# [Problem to solve]
Write out the listing below word for word, leaving out the pictures.

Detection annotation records

|---|

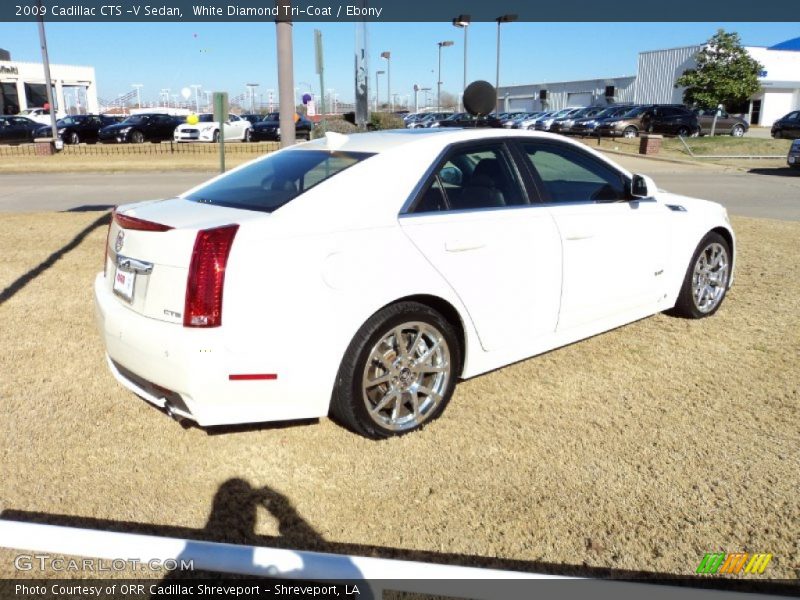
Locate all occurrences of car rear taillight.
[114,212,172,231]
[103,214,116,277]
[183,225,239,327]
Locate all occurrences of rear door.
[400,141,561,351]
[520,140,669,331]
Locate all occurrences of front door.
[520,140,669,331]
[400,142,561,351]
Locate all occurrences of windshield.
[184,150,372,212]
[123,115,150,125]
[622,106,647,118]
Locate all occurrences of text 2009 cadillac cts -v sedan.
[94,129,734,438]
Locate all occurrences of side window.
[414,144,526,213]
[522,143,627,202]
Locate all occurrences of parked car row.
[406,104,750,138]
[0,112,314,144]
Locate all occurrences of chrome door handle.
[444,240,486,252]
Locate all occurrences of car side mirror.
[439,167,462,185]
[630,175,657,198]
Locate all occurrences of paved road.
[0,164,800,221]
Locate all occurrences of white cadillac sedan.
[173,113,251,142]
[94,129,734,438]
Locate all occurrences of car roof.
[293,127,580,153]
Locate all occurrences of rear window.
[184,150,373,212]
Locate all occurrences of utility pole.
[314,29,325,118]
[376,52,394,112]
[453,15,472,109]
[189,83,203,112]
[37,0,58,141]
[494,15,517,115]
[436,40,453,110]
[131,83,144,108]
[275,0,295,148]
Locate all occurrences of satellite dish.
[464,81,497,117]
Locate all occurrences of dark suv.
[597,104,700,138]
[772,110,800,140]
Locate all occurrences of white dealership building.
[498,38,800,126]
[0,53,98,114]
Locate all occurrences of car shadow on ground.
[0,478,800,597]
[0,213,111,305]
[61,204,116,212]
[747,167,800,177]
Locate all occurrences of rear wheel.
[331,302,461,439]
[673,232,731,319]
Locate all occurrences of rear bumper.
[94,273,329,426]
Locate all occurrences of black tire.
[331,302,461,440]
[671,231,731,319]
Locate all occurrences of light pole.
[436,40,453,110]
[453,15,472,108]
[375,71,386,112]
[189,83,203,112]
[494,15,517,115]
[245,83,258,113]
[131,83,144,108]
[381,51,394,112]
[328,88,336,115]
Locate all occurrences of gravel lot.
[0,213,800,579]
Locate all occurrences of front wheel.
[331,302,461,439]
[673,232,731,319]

|---|

# [Solution]
Locate all occurrences of car rear taillight.
[114,212,172,231]
[103,214,116,277]
[183,225,239,327]
Locate all occurrences of rear door.
[400,141,561,351]
[520,140,669,331]
Locate all occurrences of front door.
[520,140,669,331]
[400,142,561,351]
Locate all occurrences of windshield.
[184,150,372,212]
[123,115,150,125]
[622,106,647,118]
Locate all occurrences of text 2009 cadillac cts -v sedan.
[94,129,734,438]
Locate all occurrences of side window.
[414,144,526,213]
[522,143,627,202]
Locate all occurrences of parked car row.
[406,104,750,138]
[0,112,314,144]
Locate all occurrences of chrome door handle.
[444,240,486,252]
Locate all occurrences of car side mirror.
[439,167,462,185]
[630,175,657,198]
Locate all occurrences of paved road.
[0,164,800,221]
Locate all occurrences of white cadillac sedan.
[173,113,251,142]
[94,129,734,438]
Locate all occurrences of car roof.
[293,127,580,153]
Locate all occurrences of rear window.
[184,150,373,212]
Locate all occurrences of utility pole.
[314,29,325,118]
[376,52,394,112]
[453,15,472,109]
[189,83,203,112]
[37,0,58,141]
[494,15,517,115]
[436,40,453,110]
[131,83,144,108]
[275,0,295,148]
Locate all occurrences of satellite dish.
[464,81,497,117]
Locate all occurrences of dark suv.
[597,104,700,138]
[772,110,800,140]
Locate all occurrences of white dealership building.
[498,38,800,126]
[0,53,98,114]
Locate all occurrences of car shadow on ground.
[0,478,800,597]
[0,213,111,305]
[61,204,116,212]
[747,167,800,177]
Locate all occurrences of rear wheel.
[331,302,461,439]
[673,232,731,319]
Locate all occurrences of rear bumper.
[94,273,329,426]
Locate all occurrences of black tire.
[331,302,461,440]
[671,231,731,319]
Locate all occurrences of light pole.
[436,40,453,110]
[453,15,472,108]
[375,71,386,112]
[189,83,203,112]
[494,15,517,115]
[245,83,258,113]
[131,83,144,108]
[381,51,394,112]
[328,88,336,115]
Locate all occurrences of gravel lot.
[0,213,800,579]
Locate all occurrences of front wheel.
[331,302,461,439]
[673,232,731,319]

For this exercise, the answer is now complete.